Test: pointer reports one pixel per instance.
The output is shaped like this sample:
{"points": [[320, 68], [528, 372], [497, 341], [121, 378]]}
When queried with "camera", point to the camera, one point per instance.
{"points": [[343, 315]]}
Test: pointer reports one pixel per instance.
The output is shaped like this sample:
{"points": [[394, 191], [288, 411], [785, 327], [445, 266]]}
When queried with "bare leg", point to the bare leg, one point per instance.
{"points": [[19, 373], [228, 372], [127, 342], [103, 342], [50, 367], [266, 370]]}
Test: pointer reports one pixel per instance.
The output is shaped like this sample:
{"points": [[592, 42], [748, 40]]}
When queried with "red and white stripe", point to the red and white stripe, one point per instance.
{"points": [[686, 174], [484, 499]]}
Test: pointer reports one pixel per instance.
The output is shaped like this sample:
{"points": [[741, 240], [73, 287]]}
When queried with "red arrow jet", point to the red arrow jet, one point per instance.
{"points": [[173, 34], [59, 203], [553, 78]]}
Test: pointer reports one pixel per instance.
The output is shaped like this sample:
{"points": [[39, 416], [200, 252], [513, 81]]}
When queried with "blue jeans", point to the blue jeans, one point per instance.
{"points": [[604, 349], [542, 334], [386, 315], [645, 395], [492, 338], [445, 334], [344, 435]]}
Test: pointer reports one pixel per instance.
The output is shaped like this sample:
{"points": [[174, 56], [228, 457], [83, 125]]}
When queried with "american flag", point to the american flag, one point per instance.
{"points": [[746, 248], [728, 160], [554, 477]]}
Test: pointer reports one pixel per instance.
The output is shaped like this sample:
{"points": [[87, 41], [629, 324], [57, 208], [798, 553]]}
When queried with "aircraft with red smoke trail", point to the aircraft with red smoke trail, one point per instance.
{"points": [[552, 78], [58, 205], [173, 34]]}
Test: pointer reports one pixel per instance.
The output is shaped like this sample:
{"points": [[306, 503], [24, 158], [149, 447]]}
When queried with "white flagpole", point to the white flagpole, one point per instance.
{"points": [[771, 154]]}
■ ■ ■
指示:
上の記録から、文字列「with」を含む行をすべて選び、各行を省かずに書き写しなさい。

解答:
When queried with "camera", point to the camera, one point per instance.
When queried with "bare leg", point to the bare leg, one point per instance.
When queried with "red and white stripe", point to the red and white stripe, one point per instance.
When queried with "red arrow jet", point to the red arrow jet, one point per instance.
When queried with "blue jeans", point to the blue jeans, one point per instance.
When queried with "american flag", point to the american flag, one point per instance.
When queried with "aircraft with red smoke trail", point to the aircraft with red smoke trail, one point per instance.
When queried with "white flagpole", point to the white flagpole, one point per instance.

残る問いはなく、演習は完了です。